## Data rows
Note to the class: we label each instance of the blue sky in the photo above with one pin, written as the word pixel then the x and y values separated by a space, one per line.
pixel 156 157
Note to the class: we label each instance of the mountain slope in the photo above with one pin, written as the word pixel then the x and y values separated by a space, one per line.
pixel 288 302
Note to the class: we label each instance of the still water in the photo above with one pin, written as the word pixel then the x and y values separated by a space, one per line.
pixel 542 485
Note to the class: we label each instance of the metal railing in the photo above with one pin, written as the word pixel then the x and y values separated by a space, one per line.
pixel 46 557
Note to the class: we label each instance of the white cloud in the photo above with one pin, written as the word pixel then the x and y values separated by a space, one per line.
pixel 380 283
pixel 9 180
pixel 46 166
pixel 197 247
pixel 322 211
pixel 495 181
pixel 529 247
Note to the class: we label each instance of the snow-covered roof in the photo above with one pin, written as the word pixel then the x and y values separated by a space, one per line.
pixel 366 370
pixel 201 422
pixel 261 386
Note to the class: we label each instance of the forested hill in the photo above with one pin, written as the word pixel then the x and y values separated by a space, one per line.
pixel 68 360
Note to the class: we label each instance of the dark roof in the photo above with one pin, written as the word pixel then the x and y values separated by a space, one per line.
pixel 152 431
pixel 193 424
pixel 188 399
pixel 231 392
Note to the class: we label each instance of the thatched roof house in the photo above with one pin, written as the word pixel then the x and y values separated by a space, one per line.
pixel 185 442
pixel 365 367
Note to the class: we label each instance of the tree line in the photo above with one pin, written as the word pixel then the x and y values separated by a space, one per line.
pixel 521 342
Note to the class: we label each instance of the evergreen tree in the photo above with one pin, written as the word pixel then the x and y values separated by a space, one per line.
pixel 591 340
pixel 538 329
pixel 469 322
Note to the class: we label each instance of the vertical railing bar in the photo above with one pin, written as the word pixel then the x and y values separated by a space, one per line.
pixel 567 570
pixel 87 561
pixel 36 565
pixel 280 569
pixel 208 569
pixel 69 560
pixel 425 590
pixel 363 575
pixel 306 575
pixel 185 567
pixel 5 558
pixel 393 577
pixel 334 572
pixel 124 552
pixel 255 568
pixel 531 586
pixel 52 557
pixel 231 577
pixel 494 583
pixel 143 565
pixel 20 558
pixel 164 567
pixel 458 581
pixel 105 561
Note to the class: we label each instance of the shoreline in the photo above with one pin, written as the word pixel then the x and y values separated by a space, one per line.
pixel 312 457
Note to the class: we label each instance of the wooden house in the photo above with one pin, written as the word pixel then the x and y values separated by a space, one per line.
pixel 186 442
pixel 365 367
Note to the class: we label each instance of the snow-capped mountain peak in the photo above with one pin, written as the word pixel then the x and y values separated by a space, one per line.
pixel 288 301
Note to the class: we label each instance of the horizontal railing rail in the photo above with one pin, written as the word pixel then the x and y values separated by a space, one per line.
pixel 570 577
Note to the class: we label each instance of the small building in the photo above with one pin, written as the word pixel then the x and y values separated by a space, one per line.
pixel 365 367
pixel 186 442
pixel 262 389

...

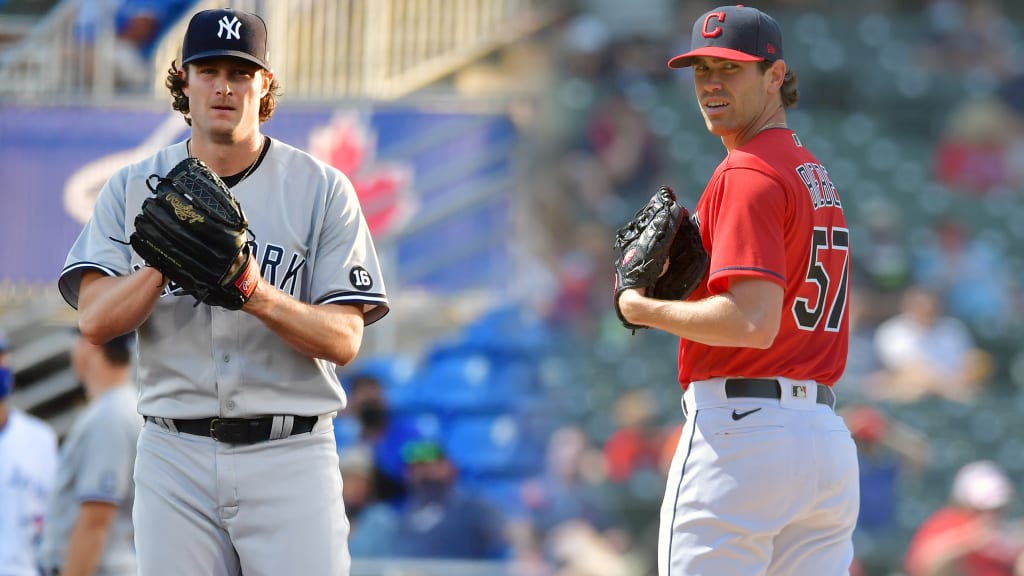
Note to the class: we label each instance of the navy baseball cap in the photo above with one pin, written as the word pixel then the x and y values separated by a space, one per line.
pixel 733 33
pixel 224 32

## Exercise details
Reproduce the rows starting with the line that contains "Note to the class: we label each instance of the white" and continuing through the line that contains "pixel 312 457", including both of those lines, without altering anything.

## Answer for the task
Note to the class: we label each instance of the white cloud in the photo above with one pin, written as the word pixel then the x and y values separated by a space, one per line.
pixel 380 283
pixel 9 180
pixel 46 166
pixel 197 247
pixel 322 211
pixel 495 181
pixel 529 247
Note to the class: we label each instance of the snow-covered roof in the photo above with one pin, written as the word pixel then the x and y values separated by a space, one per line.
pixel 366 370
pixel 201 422
pixel 261 386
Note to the class: we label each instance of the forested hill in the photo above with one pin, written as the word pixel then the x and y values separated by a space, one per line.
pixel 68 360
Note to the class: we label each instance of the dark roof in the photo above with one pin, written as the word pixel then the x and y values separated by a space, one per line.
pixel 152 431
pixel 193 424
pixel 188 399
pixel 231 392
Note to the class: we label each instance of the thatched roof house in the photo above with one pin, written as the word pixel then the x and y values separated by a space, one per line.
pixel 185 442
pixel 365 367
Note to the class: we label each instance of the tree line in the photo above with one pin, written as the word pixel then the x and y values separated by a space, one per line.
pixel 521 342
Note to the class: we label each instance of the evergreen tree in the photo above with one pin, written as the word pixel then the x and y values separated by a space, one per line.
pixel 591 340
pixel 538 329
pixel 469 322
Note to the class: we label each instance of the vertical railing bar in the photo above with one pin, written as the word pixel then the x and y values separated by a space, one per line.
pixel 567 570
pixel 87 561
pixel 36 565
pixel 280 569
pixel 208 569
pixel 69 560
pixel 425 590
pixel 363 575
pixel 306 575
pixel 185 567
pixel 5 558
pixel 393 577
pixel 334 572
pixel 124 552
pixel 255 568
pixel 531 586
pixel 52 557
pixel 231 577
pixel 494 583
pixel 143 565
pixel 20 558
pixel 164 567
pixel 458 581
pixel 105 561
Note to the class: we label each instance of the shoreline in the photo above with one pin, written as the word pixel then the x and y values separated by a space, one per line.
pixel 312 457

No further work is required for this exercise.